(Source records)
——

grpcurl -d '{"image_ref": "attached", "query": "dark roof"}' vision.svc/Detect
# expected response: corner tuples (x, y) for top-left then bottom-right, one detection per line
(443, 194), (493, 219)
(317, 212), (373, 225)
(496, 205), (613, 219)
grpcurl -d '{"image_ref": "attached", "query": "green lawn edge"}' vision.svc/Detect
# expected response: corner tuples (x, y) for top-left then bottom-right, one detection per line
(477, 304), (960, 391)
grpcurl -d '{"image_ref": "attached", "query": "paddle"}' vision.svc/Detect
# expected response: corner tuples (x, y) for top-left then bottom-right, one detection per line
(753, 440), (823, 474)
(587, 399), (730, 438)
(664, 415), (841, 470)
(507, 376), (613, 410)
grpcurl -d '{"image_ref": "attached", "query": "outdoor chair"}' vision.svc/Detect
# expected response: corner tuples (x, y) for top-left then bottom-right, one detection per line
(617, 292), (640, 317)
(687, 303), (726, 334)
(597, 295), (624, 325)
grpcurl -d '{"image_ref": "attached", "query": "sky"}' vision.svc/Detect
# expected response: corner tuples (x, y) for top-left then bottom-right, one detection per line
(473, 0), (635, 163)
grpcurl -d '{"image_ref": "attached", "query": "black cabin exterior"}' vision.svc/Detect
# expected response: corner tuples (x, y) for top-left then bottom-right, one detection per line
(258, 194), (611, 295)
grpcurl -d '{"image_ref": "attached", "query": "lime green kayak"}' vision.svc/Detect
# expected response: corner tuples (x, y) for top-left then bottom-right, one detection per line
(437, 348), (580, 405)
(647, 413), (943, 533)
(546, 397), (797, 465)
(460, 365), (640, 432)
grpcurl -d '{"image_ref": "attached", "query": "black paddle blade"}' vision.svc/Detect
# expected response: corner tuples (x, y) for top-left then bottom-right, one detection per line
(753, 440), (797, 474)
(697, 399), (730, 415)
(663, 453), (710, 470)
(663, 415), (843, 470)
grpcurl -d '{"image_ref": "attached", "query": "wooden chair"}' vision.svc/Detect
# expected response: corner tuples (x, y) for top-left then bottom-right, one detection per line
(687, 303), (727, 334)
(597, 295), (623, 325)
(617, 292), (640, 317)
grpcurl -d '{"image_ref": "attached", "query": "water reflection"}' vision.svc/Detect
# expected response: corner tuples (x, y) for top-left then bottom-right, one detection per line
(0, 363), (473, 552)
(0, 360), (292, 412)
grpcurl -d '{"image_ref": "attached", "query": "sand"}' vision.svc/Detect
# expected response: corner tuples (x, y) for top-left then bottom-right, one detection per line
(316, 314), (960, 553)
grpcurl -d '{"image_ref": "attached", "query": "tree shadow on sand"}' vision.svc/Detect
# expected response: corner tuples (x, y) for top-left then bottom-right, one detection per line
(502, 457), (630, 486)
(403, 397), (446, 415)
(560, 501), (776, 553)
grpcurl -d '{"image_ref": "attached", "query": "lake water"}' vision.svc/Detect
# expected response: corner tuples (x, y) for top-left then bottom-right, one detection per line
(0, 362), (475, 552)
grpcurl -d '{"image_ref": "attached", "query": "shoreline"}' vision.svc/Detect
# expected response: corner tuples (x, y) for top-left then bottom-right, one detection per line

——

* [What you need to do] Which lines of the material above contain the word "black"? Select each one and copy it.

* [Solution to the problem]
grpcurl -d '{"image_ref": "attached", "query": "black cabin exterior"}' vision.svc/Detect
grpcurl -d '{"image_ref": "attached", "query": "black paddle blade"}' vision.svc/Detect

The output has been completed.